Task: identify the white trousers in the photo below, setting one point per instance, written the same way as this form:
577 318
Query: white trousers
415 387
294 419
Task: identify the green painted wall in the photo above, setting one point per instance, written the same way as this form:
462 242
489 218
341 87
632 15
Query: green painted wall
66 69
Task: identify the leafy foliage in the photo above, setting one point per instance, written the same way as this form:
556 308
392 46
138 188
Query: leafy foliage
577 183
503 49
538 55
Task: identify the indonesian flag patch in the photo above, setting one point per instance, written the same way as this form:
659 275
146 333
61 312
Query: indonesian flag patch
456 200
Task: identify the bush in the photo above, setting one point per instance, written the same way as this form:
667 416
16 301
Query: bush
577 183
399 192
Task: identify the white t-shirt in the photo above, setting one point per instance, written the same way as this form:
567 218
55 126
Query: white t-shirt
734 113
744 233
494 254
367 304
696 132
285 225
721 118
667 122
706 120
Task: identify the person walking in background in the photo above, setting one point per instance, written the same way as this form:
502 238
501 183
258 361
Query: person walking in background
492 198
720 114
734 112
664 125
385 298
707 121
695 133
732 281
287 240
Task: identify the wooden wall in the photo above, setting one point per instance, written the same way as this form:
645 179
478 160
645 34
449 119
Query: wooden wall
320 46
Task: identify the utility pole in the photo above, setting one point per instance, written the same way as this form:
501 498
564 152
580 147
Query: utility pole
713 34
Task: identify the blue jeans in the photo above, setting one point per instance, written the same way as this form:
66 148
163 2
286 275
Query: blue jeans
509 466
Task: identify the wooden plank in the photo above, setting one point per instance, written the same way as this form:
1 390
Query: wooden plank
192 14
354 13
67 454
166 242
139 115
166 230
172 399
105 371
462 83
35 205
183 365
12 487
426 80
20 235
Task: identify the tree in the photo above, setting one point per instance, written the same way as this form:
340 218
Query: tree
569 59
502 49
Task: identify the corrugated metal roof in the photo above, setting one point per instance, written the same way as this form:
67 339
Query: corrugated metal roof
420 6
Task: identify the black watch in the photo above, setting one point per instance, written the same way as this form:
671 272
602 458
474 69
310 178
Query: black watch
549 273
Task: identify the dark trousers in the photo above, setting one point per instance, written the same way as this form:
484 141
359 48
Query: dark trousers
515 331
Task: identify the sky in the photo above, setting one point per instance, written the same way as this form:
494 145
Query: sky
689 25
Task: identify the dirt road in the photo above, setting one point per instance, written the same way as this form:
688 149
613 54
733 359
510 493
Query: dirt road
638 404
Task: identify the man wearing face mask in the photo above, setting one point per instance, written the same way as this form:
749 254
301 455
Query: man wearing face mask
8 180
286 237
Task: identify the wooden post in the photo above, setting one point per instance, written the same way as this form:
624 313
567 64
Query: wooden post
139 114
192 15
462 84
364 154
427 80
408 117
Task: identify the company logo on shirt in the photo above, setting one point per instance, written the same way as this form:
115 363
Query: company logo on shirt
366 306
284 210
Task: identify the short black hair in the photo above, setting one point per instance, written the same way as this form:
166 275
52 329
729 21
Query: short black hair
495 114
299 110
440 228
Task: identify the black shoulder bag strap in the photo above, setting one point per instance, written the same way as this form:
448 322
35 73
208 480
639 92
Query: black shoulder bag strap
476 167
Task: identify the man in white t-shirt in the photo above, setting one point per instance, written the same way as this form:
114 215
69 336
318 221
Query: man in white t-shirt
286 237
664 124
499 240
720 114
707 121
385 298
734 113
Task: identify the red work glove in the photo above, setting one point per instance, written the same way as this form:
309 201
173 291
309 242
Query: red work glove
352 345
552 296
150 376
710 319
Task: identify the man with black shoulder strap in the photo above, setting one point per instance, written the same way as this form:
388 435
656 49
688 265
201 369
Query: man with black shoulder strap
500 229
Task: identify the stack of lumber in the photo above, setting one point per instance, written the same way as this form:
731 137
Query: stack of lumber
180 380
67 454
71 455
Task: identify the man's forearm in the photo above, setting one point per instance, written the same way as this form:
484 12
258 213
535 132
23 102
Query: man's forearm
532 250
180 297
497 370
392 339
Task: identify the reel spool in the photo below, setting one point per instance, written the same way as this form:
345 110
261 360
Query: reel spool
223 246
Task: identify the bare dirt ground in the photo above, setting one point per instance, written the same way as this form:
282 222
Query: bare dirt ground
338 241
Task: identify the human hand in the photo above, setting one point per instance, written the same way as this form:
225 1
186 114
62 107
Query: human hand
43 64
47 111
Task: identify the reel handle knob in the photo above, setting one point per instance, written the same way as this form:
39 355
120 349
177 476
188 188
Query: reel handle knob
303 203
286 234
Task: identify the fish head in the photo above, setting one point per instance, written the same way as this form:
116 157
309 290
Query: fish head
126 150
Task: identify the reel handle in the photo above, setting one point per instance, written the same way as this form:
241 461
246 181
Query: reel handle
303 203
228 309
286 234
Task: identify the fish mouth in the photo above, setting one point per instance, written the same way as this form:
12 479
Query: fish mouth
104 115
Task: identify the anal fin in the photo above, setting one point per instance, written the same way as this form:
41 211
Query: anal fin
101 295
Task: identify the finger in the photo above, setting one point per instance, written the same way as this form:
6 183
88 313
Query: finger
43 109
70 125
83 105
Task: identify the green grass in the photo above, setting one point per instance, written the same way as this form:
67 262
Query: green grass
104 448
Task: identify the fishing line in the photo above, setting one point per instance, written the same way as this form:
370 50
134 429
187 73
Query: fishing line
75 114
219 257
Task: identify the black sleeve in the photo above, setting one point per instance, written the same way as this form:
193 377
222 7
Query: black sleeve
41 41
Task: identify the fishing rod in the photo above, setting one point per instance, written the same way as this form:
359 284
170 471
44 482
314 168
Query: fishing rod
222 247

- [REQUIREMENT] Exact output of every entry is required.

- [OUTPUT FOR THIS TASK]
Task: identify the white trousers in the photo below, setting one point per instance, written the same way as this form:
577 318
Query: white trousers
415 387
294 419
Task: identify the green painted wall in the photo above, setting one point per instance, written the same way as this form:
462 242
489 218
341 87
632 15
Query: green painted wall
66 69
Task: identify the leafy foliage in the photo above, setting one point per instance, written the same way as this form:
556 308
392 46
138 188
Query: leafy foliage
577 183
503 49
538 55
Task: identify the indonesian flag patch in the photo above, setting one point per instance, written the same way as this form:
659 275
146 333
61 312
Query: indonesian flag patch
456 200
Task: identify the bush in the photo above, setting one point per instance, written the same way as this form:
667 416
16 301
Query: bush
577 183
399 192
Task: identify the white t-shirt in the photo above, setting one point per instance, written the same way as this form:
567 218
55 126
Query: white t-shirt
734 113
744 233
494 254
367 304
696 132
285 225
721 118
667 122
706 120
Task: identify the person walking in background in the photo above, setting one point per instance, written the same way as this form:
502 238
501 183
258 361
Query: person walking in background
492 198
720 114
734 112
664 125
385 298
707 121
695 133
732 281
287 240
Task: identify the wooden wall in the photo above, setting one point per instance, written the same way as this form:
645 179
478 160
645 34
449 119
Query: wooden wall
320 46
Task: identify the utility pole in the photo above, setting one point per instance, written the same way as this form:
501 498
564 152
580 147
Query: utility pole
713 34
Task: identify the blue jeans in the photo above, setting one point per instance, written the same way as this form:
66 148
163 2
286 275
Query: blue jeans
509 466
Task: identify the wooden plank in the photo above, setting one point per instance, written the same way as this form:
1 390
Query: wooden plank
192 14
354 13
67 454
166 242
139 115
166 230
172 399
105 371
462 83
35 205
183 365
12 487
426 80
20 235
Task: identify the tree in the photo above, setting one point per instance, written the same way as this form:
340 218
Query: tree
569 59
502 49
Task: identify the corrugated metal roof in the photo above, setting one point per instance, written the same way as this form:
67 339
Query: corrugated metal roof
420 6
Task: identify the black watch in the photo above, setting one point per instance, written the same way as this form:
671 272
602 458
474 69
310 178
Query: black watch
549 273
Task: identify the dark trousers in the photo above, setting one point per instance, written the same way as this form:
484 141
359 48
Query: dark trousers
515 331
Task: identify the sky in the photo above, setting one point per instance, written the same way as this form:
494 145
Query: sky
689 25
Task: identify the dirt road in the photo above, setting one point per instance, written the same way as this form:
688 149
613 54
733 359
510 493
Query: dirt road
638 404
Task: identify the man wearing face mask in the photo above, setting one point per instance, written the same way as this form:
749 254
301 455
Query: man wearing face mask
8 180
286 237
Task: identify the wooden post in the photo above, setting one point per instance, written the same way as this form:
624 313
567 64
Query: wooden post
139 114
192 15
462 84
364 154
427 80
408 117
Task: identify the company logo on shirt in the photo above, setting one point per instance, written the same way as this form:
115 363
Query: company logo on shirt
366 306
284 210
Task: identify the short black hair in the photo above, setting one point per instance, written the same way as this form:
166 275
52 329
729 21
Query: short black hair
495 114
299 110
440 228
Task: identify the black shoulder bag strap in the photo above, setting one point per instance, written the same way as this form:
448 322
35 73
208 480
639 92
Query: black shoulder bag strap
476 167
Task: identify the man in white t-shirt in the photo above, setting one point per instance, written the same way as this form:
114 215
69 336
318 221
Query: man in white t-shirt
286 237
664 124
499 240
720 114
707 121
385 298
734 113
Task: identify the red work glove in the photo above, setting one point per instance, written the same way as this form:
309 201
173 291
309 242
Query: red work glove
352 345
552 296
150 376
710 319
Task: identify the man with black shoulder strap in the photo above, setting one point per instance, written the same way as this form:
388 435
656 49
688 265
201 369
Query: man with black shoulder strap
500 229
Task: identify the stack of lumber in the photo above, setting one point per instance, written the same way as this form:
731 137
Query: stack of lumber
180 380
67 454
71 455
Task: identify the man's forearm in the photo above, setting one point per instance, written the same way as this form:
484 12
258 213
535 132
23 102
Query: man's forearm
532 250
180 297
497 370
392 339
Task: identify the reel spool in the photo below, setting one point per instance, written the same way as this form:
345 110
261 360
Query: reel spool
223 246
Task: identify the bare dirt ground in the photo above, setting one point per instance, written the same way as this form:
282 222
Query: bare dirt ground
338 241
Task: identify the human hand in the photo above, setting one point per instance, written the same way as this form:
225 1
186 114
62 107
Query: human hand
43 64
47 111
Task: identify the reel handle knob in the photo above, setting one point per instance, written the same way as this form:
39 355
120 349
177 476
188 188
Query: reel handle knob
303 203
286 234
Task: identify the fish head in the photo above, setting one point per instance, written the same way as this form:
116 157
309 290
Query: fish head
126 150
Task: identify the reel handle in the photo above, setting one point per instance, written the same way as this form:
241 461
246 181
Query: reel handle
303 203
228 309
286 234
Task: identify the fish mouth in the photo above, setting one point per instance, written the same way as this form:
12 479
Query: fish mouth
104 115
Task: identify the anal fin in the photo above, setting one point per instance, written the same way as this form:
41 211
Query: anal fin
101 295
Task: identify the finger in the photo above, setting one point per instance, written the same way as this form:
6 183
88 313
Query: finger
43 109
70 125
83 105
Task: identify the green grass in the photo above, setting one point per instance, written the same way as this form:
67 262
Query: green grass
104 448
Task: identify the fishing line in the photo above, setting one point per instance, written the same way as this form:
370 50
134 429
187 73
Query: fishing line
75 114
219 257
Task: identify the black sleeve in the photo above, setting one point per instance, written the same way as this form:
193 377
222 7
Query: black sleeve
41 41
Task: identify the fishing rod in the photo above, setting one point per instance, written the same way as this form:
359 284
170 471
44 482
314 168
Query: fishing rod
222 247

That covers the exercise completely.